## [Document excerpt]
****

Notably, servant leadership presents the leader not as a party that possesses power and authority, but a party that stands for the interests of the followers. This is not necessarily so in democratic leadership. Considering the insights of other people on matters of servant leadership is important. Spears (2010) explore servant leadership in the light of personality and character. Specifically, Spears makes a consideration of the characteristics and traits that define an effective servant leader. Further highlights are made in relation to the fact that servant leaders should exhibit care and concern about the welfare of the people they lead.

A special reference to the nursing practice is made relative to caring leaders. Listening, empathy, healing, awareness, persuasion, conceptualization, foresight, stewardship, commitment to the growth of people, and building community are the characteristics of a servant leader (Spears, 2010). On the other hand, Barbuto and Wheeler (2007) trace the individual and organizational practices that constitute servant leadership. They argue that this style of leadership can grow and develop over time and that it is highly influenced by the set of skills an individual possesses.

****

## [Material shown]
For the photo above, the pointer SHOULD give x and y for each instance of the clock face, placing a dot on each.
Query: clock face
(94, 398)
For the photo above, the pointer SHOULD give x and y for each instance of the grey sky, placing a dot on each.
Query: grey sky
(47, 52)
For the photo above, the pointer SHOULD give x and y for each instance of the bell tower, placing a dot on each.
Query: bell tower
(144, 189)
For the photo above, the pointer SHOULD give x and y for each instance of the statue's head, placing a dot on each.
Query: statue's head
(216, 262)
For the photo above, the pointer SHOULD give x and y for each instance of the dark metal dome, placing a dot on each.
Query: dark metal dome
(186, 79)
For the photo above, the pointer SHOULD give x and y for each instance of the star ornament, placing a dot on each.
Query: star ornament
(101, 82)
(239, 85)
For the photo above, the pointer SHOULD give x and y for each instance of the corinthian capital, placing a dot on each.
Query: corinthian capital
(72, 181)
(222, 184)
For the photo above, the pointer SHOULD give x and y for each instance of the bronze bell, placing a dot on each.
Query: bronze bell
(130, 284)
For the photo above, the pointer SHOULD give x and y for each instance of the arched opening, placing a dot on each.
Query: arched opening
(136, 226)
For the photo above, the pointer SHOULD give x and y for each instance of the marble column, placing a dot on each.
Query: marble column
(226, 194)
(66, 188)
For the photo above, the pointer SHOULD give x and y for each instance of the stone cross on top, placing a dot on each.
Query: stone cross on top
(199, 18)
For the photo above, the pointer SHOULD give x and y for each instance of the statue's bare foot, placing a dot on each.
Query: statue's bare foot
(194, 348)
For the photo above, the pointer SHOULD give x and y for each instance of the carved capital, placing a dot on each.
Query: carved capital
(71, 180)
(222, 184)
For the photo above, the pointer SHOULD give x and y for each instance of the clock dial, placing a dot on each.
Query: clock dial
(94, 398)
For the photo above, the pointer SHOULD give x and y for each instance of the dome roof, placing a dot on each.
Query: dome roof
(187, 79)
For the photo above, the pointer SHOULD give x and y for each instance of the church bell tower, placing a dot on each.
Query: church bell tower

****

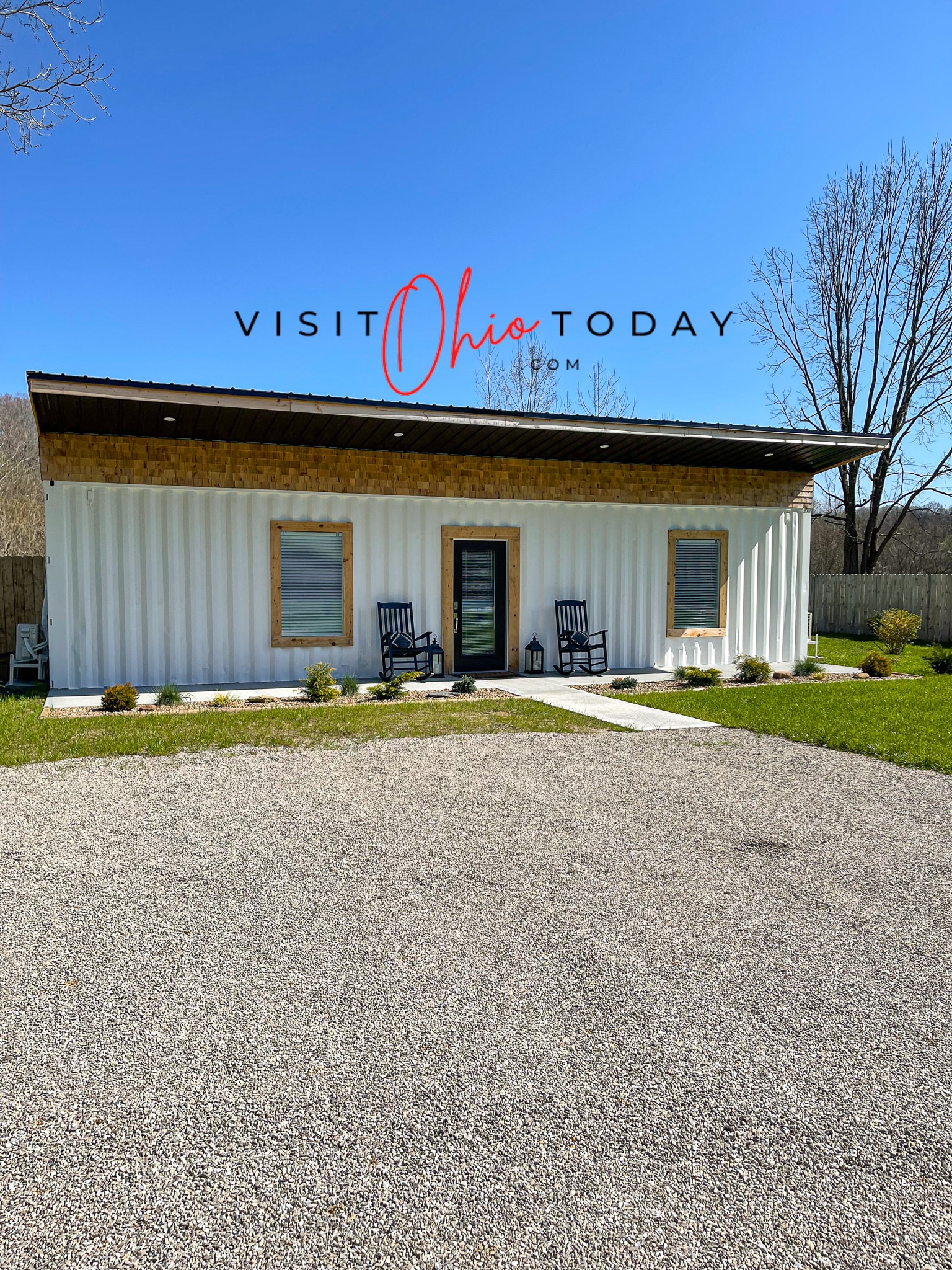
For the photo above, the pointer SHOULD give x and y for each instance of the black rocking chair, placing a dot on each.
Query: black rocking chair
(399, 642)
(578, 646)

****

## [Tasks]
1. In the passage on servant leadership, rewrite the part starting at "Notably, servant leadership" and ending at "people they lead.", replacing "democratic leadership" with "transformational leadership".
2. In the passage on servant leadership, what do Barbuto and Wheeler (2007) say highly influences this style of leadership?
3. Name every author cited in the passage on servant leadership.

## [Replies]
1.
Notably, servant leadership presents the leader not as a party that possesses power and authority, but a party that stands for the interests of the followers. This is not necessarily so in transformational leadership. Considering the insights of other people on matters of servant leadership is important. Spears (2010) explore servant leadership in the light of personality and character. Specifically, Spears makes a consideration of the characteristics and traits that define an effective servant leader. Further highlights are made in relation to the fact that servant leaders should exhibit care and concern about the welfare of the people they lead.

2. The set of skills an individual possesses.

3. Spears, Barbuto, Wheeler